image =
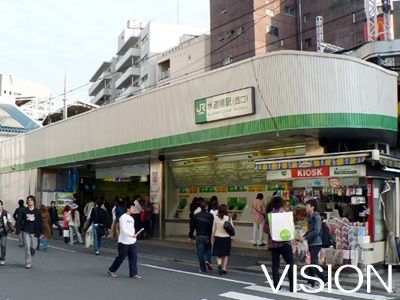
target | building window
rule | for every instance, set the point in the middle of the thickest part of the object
(308, 43)
(144, 58)
(269, 13)
(227, 60)
(145, 38)
(144, 78)
(290, 10)
(271, 30)
(307, 17)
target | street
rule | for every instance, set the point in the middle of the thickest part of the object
(73, 272)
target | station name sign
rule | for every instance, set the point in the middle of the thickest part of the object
(298, 173)
(225, 106)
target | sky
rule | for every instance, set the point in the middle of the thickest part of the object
(41, 39)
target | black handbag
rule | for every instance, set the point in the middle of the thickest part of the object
(229, 228)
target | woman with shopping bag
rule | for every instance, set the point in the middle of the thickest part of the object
(279, 236)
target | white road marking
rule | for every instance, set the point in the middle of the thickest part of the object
(197, 274)
(355, 294)
(62, 249)
(50, 246)
(241, 296)
(298, 295)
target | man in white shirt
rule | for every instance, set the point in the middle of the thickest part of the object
(126, 244)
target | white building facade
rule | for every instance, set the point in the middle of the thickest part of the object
(134, 68)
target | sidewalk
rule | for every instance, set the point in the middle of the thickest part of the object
(243, 258)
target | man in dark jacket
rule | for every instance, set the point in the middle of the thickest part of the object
(54, 217)
(30, 223)
(202, 223)
(15, 216)
(98, 217)
(314, 239)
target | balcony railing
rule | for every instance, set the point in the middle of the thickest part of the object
(127, 77)
(100, 84)
(126, 60)
(102, 95)
(163, 75)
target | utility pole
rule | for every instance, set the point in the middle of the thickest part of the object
(65, 115)
(177, 12)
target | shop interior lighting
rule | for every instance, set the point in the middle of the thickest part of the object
(388, 169)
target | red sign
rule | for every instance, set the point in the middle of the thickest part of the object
(310, 172)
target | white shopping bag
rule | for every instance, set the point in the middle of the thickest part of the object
(281, 226)
(89, 237)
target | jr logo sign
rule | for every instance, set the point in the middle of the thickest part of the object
(200, 111)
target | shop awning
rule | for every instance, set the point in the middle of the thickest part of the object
(389, 161)
(327, 160)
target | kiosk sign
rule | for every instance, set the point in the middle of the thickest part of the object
(310, 172)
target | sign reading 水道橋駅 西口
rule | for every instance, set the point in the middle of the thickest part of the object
(224, 106)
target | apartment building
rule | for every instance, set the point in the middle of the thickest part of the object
(190, 57)
(134, 67)
(245, 28)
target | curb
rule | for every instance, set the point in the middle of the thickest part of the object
(255, 269)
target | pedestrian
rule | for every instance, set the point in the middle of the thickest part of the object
(136, 213)
(258, 212)
(203, 224)
(120, 209)
(15, 216)
(88, 208)
(313, 237)
(279, 248)
(214, 206)
(127, 244)
(46, 227)
(193, 206)
(54, 217)
(66, 209)
(98, 218)
(5, 227)
(221, 240)
(74, 223)
(148, 209)
(30, 223)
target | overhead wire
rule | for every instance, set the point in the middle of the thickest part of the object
(223, 45)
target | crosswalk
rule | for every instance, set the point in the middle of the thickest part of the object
(258, 292)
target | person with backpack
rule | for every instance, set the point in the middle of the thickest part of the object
(118, 210)
(30, 223)
(127, 244)
(258, 213)
(279, 248)
(5, 228)
(98, 217)
(203, 225)
(313, 237)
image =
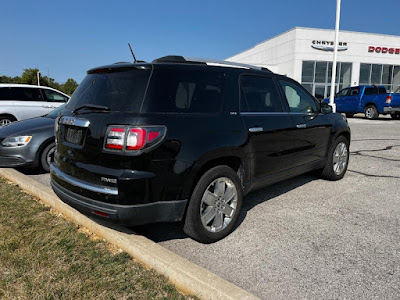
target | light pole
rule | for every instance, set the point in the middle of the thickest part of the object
(333, 85)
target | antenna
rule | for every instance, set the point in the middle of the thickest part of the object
(134, 58)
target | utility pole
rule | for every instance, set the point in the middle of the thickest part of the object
(333, 82)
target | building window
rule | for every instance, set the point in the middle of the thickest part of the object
(386, 75)
(317, 75)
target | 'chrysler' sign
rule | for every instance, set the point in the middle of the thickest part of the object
(328, 45)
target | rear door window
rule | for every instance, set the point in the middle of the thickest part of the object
(26, 94)
(298, 99)
(374, 91)
(184, 91)
(259, 95)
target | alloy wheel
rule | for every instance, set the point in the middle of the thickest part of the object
(218, 204)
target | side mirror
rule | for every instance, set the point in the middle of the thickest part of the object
(326, 108)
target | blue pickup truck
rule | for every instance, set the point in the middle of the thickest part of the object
(369, 99)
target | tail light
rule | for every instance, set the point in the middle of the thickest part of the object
(128, 139)
(115, 138)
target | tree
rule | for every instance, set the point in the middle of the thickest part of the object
(29, 76)
(69, 86)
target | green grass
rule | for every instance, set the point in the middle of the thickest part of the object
(44, 256)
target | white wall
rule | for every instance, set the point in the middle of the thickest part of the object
(284, 53)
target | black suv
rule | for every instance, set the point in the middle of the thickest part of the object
(184, 139)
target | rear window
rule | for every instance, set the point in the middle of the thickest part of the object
(374, 91)
(5, 93)
(185, 91)
(119, 91)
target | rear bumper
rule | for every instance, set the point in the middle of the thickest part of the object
(14, 161)
(162, 211)
(389, 109)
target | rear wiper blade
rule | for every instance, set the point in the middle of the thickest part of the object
(91, 107)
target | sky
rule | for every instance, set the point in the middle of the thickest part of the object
(63, 39)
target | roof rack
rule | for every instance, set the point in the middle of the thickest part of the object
(209, 62)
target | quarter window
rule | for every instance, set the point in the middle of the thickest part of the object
(5, 94)
(298, 99)
(53, 96)
(259, 95)
(26, 94)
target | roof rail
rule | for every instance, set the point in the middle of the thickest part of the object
(209, 62)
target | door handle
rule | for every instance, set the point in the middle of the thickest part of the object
(256, 129)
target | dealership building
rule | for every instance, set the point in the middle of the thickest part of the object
(306, 55)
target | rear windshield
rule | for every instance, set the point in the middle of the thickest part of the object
(185, 91)
(119, 91)
(374, 91)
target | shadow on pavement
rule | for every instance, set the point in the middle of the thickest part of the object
(161, 232)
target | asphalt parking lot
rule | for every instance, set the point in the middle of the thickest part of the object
(309, 238)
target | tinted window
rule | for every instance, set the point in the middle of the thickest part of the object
(374, 91)
(53, 96)
(354, 92)
(342, 93)
(184, 91)
(259, 95)
(298, 99)
(119, 91)
(5, 94)
(26, 94)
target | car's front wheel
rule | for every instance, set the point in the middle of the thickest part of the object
(338, 159)
(47, 157)
(214, 206)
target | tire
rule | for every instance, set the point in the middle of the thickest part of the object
(371, 112)
(6, 119)
(47, 157)
(395, 116)
(338, 160)
(214, 206)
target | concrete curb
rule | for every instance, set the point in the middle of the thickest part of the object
(185, 275)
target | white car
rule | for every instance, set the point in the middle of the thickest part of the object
(23, 101)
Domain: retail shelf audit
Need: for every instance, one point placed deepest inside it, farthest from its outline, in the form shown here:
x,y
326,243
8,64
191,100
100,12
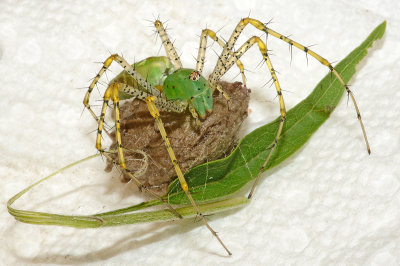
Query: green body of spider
x,y
165,85
182,84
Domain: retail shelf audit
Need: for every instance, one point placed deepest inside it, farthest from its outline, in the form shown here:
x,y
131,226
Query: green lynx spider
x,y
164,85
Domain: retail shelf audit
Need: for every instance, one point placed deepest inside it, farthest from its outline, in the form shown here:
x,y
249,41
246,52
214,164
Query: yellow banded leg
x,y
261,26
202,52
154,112
126,66
263,49
169,47
112,93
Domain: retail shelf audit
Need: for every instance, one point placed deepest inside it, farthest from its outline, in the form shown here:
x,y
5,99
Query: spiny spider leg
x,y
202,52
221,67
169,47
112,93
141,81
154,112
264,51
134,176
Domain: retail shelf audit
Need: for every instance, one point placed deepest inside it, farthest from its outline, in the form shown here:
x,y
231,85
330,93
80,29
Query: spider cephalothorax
x,y
165,85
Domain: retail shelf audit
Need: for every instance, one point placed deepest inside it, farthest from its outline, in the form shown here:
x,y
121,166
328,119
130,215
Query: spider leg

============

* [PROBLEM]
Locate every line in the records above that contains the word "rear" and copy each one. Case counts.

* [RESPONSE]
target | rear door window
target | rear window
target | rear bumper
target | rear wiper blade
target | rear windshield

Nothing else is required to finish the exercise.